***** Given data
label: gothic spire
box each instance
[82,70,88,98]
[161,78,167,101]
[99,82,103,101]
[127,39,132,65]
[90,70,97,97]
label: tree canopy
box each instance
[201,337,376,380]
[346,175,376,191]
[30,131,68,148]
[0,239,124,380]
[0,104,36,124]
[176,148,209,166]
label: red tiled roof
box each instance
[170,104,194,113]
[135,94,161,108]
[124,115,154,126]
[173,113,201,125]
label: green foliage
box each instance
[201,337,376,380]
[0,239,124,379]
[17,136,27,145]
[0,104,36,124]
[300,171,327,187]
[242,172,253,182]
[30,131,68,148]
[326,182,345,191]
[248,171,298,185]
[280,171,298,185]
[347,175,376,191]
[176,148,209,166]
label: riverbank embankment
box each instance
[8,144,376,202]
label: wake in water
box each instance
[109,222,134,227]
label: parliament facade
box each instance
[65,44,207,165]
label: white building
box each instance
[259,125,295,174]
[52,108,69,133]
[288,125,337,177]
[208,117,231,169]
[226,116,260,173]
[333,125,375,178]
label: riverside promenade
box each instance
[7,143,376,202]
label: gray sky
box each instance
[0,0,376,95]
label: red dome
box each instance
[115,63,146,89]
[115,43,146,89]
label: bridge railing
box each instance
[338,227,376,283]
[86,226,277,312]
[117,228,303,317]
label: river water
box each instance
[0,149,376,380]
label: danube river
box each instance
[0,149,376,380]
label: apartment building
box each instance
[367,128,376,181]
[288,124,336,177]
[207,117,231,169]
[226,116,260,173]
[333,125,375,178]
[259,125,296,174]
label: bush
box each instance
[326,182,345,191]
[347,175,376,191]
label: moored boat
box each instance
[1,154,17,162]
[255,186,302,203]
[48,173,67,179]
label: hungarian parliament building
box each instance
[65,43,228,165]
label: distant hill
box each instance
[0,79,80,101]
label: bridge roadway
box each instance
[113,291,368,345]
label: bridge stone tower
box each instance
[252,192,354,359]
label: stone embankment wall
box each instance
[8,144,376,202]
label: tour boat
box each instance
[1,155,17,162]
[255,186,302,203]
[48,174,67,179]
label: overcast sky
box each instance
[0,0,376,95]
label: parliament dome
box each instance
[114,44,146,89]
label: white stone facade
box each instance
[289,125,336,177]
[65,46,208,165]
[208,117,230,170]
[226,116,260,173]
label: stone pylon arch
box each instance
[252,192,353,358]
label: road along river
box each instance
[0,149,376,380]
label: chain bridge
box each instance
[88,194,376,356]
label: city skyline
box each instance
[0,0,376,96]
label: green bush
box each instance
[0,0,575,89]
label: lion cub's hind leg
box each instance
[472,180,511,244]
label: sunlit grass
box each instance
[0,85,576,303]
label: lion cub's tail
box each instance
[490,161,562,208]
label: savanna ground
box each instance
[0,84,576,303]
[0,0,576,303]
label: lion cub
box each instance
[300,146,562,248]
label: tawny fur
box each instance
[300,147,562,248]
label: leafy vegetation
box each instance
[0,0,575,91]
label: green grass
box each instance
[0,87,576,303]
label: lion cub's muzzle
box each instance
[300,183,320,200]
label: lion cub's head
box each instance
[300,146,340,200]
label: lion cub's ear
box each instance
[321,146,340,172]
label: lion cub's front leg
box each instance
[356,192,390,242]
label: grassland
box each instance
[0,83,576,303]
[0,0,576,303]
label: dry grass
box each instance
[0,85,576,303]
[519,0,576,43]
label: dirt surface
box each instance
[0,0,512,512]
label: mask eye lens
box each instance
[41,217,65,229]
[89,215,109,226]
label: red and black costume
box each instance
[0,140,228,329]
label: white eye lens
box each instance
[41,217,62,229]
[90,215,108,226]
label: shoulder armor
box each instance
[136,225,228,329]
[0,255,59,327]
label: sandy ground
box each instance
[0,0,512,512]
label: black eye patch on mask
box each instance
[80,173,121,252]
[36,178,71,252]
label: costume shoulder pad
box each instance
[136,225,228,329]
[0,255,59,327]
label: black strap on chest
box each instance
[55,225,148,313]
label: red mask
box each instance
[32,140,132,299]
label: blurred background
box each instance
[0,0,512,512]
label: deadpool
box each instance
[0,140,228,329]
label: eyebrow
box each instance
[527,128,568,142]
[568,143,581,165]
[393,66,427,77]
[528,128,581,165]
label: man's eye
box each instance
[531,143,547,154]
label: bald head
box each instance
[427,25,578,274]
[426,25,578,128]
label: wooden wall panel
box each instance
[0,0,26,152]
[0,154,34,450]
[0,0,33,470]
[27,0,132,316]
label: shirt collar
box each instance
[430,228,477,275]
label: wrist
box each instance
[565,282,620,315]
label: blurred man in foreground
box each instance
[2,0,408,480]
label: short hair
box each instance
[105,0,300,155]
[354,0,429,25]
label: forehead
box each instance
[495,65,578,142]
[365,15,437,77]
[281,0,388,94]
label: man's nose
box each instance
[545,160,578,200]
**********
● Written exercise: Extract everything in the material from the line containing "label: riverbank embankment" down to the line containing "[259,125,296,174]", both lines included, reproducing each line without any change.

● Answer to the problem:
label: riverbank embankment
box each instance
[8,144,376,202]
label: wake in water
box each instance
[109,222,134,227]
label: parliament facade
box each instance
[65,44,207,165]
label: white building
box each instance
[259,125,295,174]
[52,108,69,133]
[288,125,337,177]
[208,117,231,169]
[226,116,260,173]
[333,125,375,178]
label: riverside promenade
box each instance
[7,143,376,202]
label: gray sky
box each instance
[0,0,376,95]
label: red dome
box each instance
[115,63,146,89]
[115,43,146,89]
label: bridge railing
box each instance
[338,227,376,283]
[86,226,277,312]
[117,228,303,317]
label: river water
box each instance
[0,149,376,380]
label: danube river
box each instance
[0,149,376,380]
label: apartment building
box each instance
[367,128,376,181]
[288,124,336,177]
[207,117,231,169]
[226,116,260,173]
[333,125,375,178]
[259,125,296,174]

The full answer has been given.